▶ **EXCERPTED PASSAGE**
(begin)

Thanks Keith and good afternoon to everyone and thanks for taking time to join us today. As many of you are aware, Asbury has delivered excellent results over the last 11 quarters. Our past performance has been largely achieved through growing our high margin businesses, used vehicles, fixed operations and finance and insurance. And during the quarter we have continued our growth in fixed operations and F&I. In addition, our performance in new vehicles was very solid considering the retail environment. To some extent we have set ourselves up with some pretty difficult comps particularly in used vehicles. I’m sure there’s concern regarding our used vehicle operations and I will address the cause of the third quarter decline, the actions we have taken and what we expect in the future. In addition to our solid performance in new vehicles, fixed operations and F&I, we have positive momentum on several other fronts. With our latest acquisitions we have now acquired $350 million in revenues this year exceeding our annual target of $200 million. And with the progress of our share repurchase program, we have now returned almost $50 million in capital to our shareholders this year. We’ve also entered into a partnership with DealerTrack and plan to convert all of our stores to its Arkona DMS system. And let me be very clear, while I’m disappointed in our performance in used vehicles this quarter, I have the utmost confidence in our team, our portfolio of stores and our model. Looking at the overall results, EPS for continuing operations was $0.58, up 7% over $0.54 last year and Gordon will discuss results in greater detail in a few moments. But adjusting last year’s performance for non-operating items we were down slightly on an EPS basis with EPS being $0.59 last year. Our…

Gordon Smith

CFO

Thanks Charles, good afternoon everyone. Income from continuing operations increased 5% for the quarter to $19.2 million or $0.58 per share, up from $18.4 million last year, or $0.54 per share. As Charles mentioned, when you take into consideration the impact of non-operational charges disclosed last year, which totaled $0.05. EPS for the quarter was down slightly. Our bottom line performance was aided by a tax benefit of which I will address in a few minutes. However, it’s important to note that the tax benefit was almost fully offset by non-operating charges and SG&A during the quarter. This quarter marks the first time in nearly three years that we were not able to deliver productivity on our adjusted expense ratio. Obviously in a difficult retail environment, particularly one characterized by an inconsistent pace of business it was a challenge for us to react to conditions in our local markets. What the numbers for the quarter do not reveal is the actions we took late in the quarter. With our recent management teams reducing our advertising plans by more than 10% and performing an in-depth review of our dealerships, staffing levels to ensure that we are properly positioned to head into the slower selling system. SG&A expenses on a comparable basis declined 160 basis points to 77.1%. However, as I mentioned earlier, our results for the quarter included $1.8 million in charges related to an abandoned real estate development project and a legal settlement cost, contributing 80 basis points, or nearly half the deterioration. Excluding these items, our SG&A deterioration dropped to 80 basis points, which can be largely attributed to the reduction in retail sales. Many aspects of our variable cost structure improved in the quarter. With personnel expenses down 30 basis points, sales person compensation down 50 basis points,…

Charles Oglesby

President and CEO

Thanks Gordon. In summery, I’m satisfied with our performance, in light of the challenges we faced during the quarter, as our balanced business model provided considerable stability in a period of weak retail sales. As a management team, we have taken aggressive steps to ensure that we are well positioned for future success. And I remain confident, that our operating model, which allows our regional management teams to react to local market conditions, while enjoying the savings of our shared infrastructure, will continue to prove an effective approach to managing a large retail organization. I’d like to turn the call over to the operator for a few questions.

(end)

▶ **ENTRIES PROVIDED**
(begin)

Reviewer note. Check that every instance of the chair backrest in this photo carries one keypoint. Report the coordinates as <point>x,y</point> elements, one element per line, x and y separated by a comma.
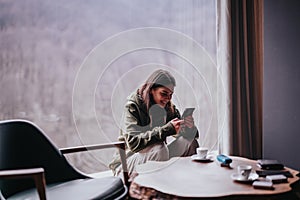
<point>24,145</point>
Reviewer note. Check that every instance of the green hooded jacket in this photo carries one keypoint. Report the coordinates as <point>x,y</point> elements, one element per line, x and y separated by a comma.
<point>138,132</point>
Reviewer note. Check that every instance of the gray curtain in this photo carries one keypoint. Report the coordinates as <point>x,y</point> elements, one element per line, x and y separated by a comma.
<point>244,61</point>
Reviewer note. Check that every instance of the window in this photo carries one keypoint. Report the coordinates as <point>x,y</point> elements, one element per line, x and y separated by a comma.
<point>46,44</point>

(end)

▶ **PROBLEMS TO SOLVE**
a: Decide whether each statement agrees with the earnings call transcript, answering yes or no and quoting the words from it that settle the matter: (i) This year's acquisitions have brought in $350 million in revenues, above the annual target of $200 million. (ii) Income from continuing operations for the quarter was $18.4 million. (iii) The charges tied to an abandoned real estate development project and a legal settlement cost amounted to $1.8 million.
b: Continue the earnings call transcript from the point where it stops.
The records were drawn from a separate source.

▶ **FINAL RESULTS**
a:
(i) Yes: "we have now acquired $350 million in revenues this year exceeding our annual target of $200 million"
(ii) No: "Income from continuing operations increased 5% for the quarter to $19.2 million"
(iii) Yes: "$1.8 million in charges related to an abandoned real estate development project and a legal settlement cost"

b:
Operator

Operator

Thank you very much. (Operator instructions) And the first question comes from Edward Yruma with J.P. Morgan.

Edward Yruma - J.P. Morgan

Analyst · J.P. Morgan

Hi, thanks for taking my question. Charles, I know historically, you’ve prided yourself on having an operational decentralized model, and given some of the inventory pressures, are you taking more of that control in-house, and providing some governance to that.

Charles Oglesby

President and CEO

Edward, the inventory is certainly a concern for us as mid-line inventories rise. I would say that our model has always been great communications with our local CEOs. They are much more familiar with the needs in their local markets. Overall as an organization, we will look very favorably at reducing our inventories. So the communication style has not changed, but from a local standpoint, the opportunity for reduction in inventory, they will take advantage of it.

Edward Yruma - J.P. Morgan

Analyst · J.P. Morgan

And help me understand a little about your comments around sub prime and some of your historic successes there, and maybe some of the weakness you are now seeing. I couldn’t help but notice while I was in Florida recently, that they were very heavily advertising some of the sub prime promotions with your Coggin group. When did you start pulling back on that business in the quarter, and how long do you expect that to persist for?

Charles Oglesby

President and CEO

Well, the sub prime market is being affected in a number of different ways, Edward. That market is traditionally a solid market. There are some unique events that are going on now; part of it is that the fleet inventory that was returned to the market is a lot less than it used to be. So that market is more expensive. So normally, you’ve got to have the right customer with a substantial amount of down payment, and the lender looks to be behind book of what their inventory is. Those conditions are really not the same today. That’s a part of it, where it’s down. We’re also finding that from a sub prime customer, that their cash is a little less today. Their disposable cash is going into other areas; higher gasoline, groceries, mortgages, different aspects of their budget. In the past, they may have been able to afford a $275 payment, while today they can afford a $210 payment. So that puts pressure on the margin, as well as the type of vehicle that you have available for that sub prime market. We are, that is still a major part of our business, but part of the inventor positioning, we may have been out of alignment with that, so we’re repositioning some of our inventory now so that we can look at a traditional prime market and continue in the CPO market as well.

Edward Yruma - J.P. Morgan

Analyst · J.P. Morgan

Actually, one follow-up if I may. I think that you’ve historically said that sub prime is about a third of your business. Is that about right, and is that the piece that was entirely affected, or was it a smaller subset of that sub prime bucket? Thank you.

Charles Oglesby

President and CEO

That still is about the same size of our market. However, each piece has been impacted by that. But the sub prime, we certainly didn’t take as much advantage of it as we have in the past.

Gordon Smith

CFO

It was 30% of our business this quarter. One could argue that given the emphasis that we put on that business, we would have expected it to be a little higher than it was, but that didn’t materialize.

Edward Yruma - J.P. Morgan

Analyst · J.P. Morgan

Thank you very much.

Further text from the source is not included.